__Text to read__.
A model formula specifying the linear predictor for the model. The formula should not include state as a predictor variable. The variable state gets added to the formula automatically. Ignored if the model is bivariate, i.e. if the length of response is 2.

response

A character scalar or a length-2 vector of such scalars, specifying the name or names of the response(s). If response is not specified (i.e. if it is left as NULL) then formula (see below) must be specfied and response is taken to be the left hand side of formula. (In this case, it is of course univariate.)

data

A data frame with columns providing the response(s) and the predictor variables in the model.

distr

Character string specifying the distribution of the response(s) (“emissions”) variable(s). Currently (13/02/2024) the only distributions accommodated are Gaussian, Poisson, Binomial, Dbd, and Multinom. Note that "discnp" is just an alternative expression for "Multinom". Ignored if the response is bivariate, in which case distr is forcibly set equal to "Multinom". I.e. bivariate models are, currently, fitted only to data in which the emissions have the "Multinom" distribution.

inclTau

Logical scalar. Should the transition probability matrix parameters “tau” be included in those that are estimated via the Hessian/gradient pardigm? In this case, they are included in the set of parameters to which the gradient and Hessian are applicable. If not, they are estimated via the method of moments as is done when the EM algorithm is used. In this latter case the dimensions of the Hessian are reduced (by a substantial amount if K is “large”).

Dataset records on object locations
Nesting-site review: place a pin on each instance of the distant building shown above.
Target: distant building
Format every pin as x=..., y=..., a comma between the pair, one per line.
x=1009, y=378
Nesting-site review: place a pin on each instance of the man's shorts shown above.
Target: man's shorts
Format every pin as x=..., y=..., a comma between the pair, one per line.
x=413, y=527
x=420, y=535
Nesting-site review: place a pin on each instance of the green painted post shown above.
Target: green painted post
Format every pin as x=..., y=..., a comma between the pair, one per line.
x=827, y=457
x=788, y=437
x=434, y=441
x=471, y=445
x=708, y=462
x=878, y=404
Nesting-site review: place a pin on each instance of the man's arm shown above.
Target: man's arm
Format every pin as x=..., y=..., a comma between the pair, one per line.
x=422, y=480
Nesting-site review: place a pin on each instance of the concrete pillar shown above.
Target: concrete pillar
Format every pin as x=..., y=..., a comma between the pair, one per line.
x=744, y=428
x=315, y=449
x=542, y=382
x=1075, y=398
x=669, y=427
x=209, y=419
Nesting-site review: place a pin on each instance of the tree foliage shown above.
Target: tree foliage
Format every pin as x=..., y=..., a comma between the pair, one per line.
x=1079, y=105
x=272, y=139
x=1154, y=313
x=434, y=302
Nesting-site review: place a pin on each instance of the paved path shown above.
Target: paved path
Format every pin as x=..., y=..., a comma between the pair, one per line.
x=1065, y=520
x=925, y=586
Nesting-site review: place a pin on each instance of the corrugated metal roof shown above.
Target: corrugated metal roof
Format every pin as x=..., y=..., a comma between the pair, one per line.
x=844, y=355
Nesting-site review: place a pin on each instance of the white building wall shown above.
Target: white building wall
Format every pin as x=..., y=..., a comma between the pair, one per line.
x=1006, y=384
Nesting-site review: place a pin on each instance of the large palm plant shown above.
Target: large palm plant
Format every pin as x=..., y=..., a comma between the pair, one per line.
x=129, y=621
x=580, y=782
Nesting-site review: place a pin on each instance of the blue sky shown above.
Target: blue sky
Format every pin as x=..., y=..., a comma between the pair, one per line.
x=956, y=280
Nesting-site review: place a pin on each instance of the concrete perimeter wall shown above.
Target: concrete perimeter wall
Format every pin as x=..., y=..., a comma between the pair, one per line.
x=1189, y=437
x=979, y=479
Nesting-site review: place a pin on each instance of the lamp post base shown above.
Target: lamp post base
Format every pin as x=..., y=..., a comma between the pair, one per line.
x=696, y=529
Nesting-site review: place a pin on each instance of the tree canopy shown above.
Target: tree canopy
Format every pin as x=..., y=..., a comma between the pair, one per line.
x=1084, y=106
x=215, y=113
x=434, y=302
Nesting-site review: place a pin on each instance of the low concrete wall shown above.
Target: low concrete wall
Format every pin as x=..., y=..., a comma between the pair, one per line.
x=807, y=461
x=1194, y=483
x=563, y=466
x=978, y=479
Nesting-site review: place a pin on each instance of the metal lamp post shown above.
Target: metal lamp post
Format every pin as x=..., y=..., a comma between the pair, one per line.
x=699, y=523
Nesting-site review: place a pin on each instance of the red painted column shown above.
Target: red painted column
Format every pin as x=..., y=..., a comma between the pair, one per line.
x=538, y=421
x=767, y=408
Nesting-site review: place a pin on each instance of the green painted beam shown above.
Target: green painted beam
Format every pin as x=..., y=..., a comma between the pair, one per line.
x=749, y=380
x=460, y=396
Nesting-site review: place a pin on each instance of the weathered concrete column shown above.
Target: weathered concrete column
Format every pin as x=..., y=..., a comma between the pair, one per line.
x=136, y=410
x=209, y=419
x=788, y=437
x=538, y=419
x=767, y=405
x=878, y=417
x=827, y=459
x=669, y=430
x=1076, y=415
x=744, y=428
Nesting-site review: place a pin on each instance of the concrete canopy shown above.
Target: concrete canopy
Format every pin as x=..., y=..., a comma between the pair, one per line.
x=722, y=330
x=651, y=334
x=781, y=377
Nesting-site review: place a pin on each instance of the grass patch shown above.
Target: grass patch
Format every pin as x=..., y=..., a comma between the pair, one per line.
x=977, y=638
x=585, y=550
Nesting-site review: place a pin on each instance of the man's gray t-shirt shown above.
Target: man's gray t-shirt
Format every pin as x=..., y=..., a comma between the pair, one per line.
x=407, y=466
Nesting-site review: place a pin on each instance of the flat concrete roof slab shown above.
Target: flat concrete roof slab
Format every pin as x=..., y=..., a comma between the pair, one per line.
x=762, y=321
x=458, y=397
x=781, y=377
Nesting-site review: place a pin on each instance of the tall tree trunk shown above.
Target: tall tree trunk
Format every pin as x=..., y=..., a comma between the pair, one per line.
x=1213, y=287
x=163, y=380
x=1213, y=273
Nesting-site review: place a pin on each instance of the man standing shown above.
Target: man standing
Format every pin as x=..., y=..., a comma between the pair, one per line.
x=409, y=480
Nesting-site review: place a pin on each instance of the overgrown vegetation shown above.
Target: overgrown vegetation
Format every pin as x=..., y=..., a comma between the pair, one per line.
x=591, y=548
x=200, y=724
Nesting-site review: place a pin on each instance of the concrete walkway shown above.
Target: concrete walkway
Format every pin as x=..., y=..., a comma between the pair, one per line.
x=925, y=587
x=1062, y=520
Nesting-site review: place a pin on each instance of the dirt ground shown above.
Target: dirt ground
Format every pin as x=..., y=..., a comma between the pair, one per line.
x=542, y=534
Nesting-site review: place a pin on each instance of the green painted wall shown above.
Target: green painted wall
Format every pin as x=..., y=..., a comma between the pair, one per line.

__Problems to work on__.
(1) Answer these questions using the argument descriptions:
(a) Which distributions are accommodated as of 13/02/2024?
(b) If response is left as NULL, what is response taken to be?
(c) If the "tau" parameters are not included in the Hessian/gradient estimation, by what method are they estimated?
(2) Print the argument descriptions from "A model formula" to "response is 2.".

__Task solutions__.
(1)
(a) Gaussian, Poisson, Binomial, Dbd, and Multinom.
(b) The left hand side of formula.
(c) The method of moments.

(2)
A model formula specifying the linear predictor for the model. The formula should not include state as a predictor variable. The variable state gets added to the formula automatically. Ignored if the model is bivariate, i.e. if the length of response is 2.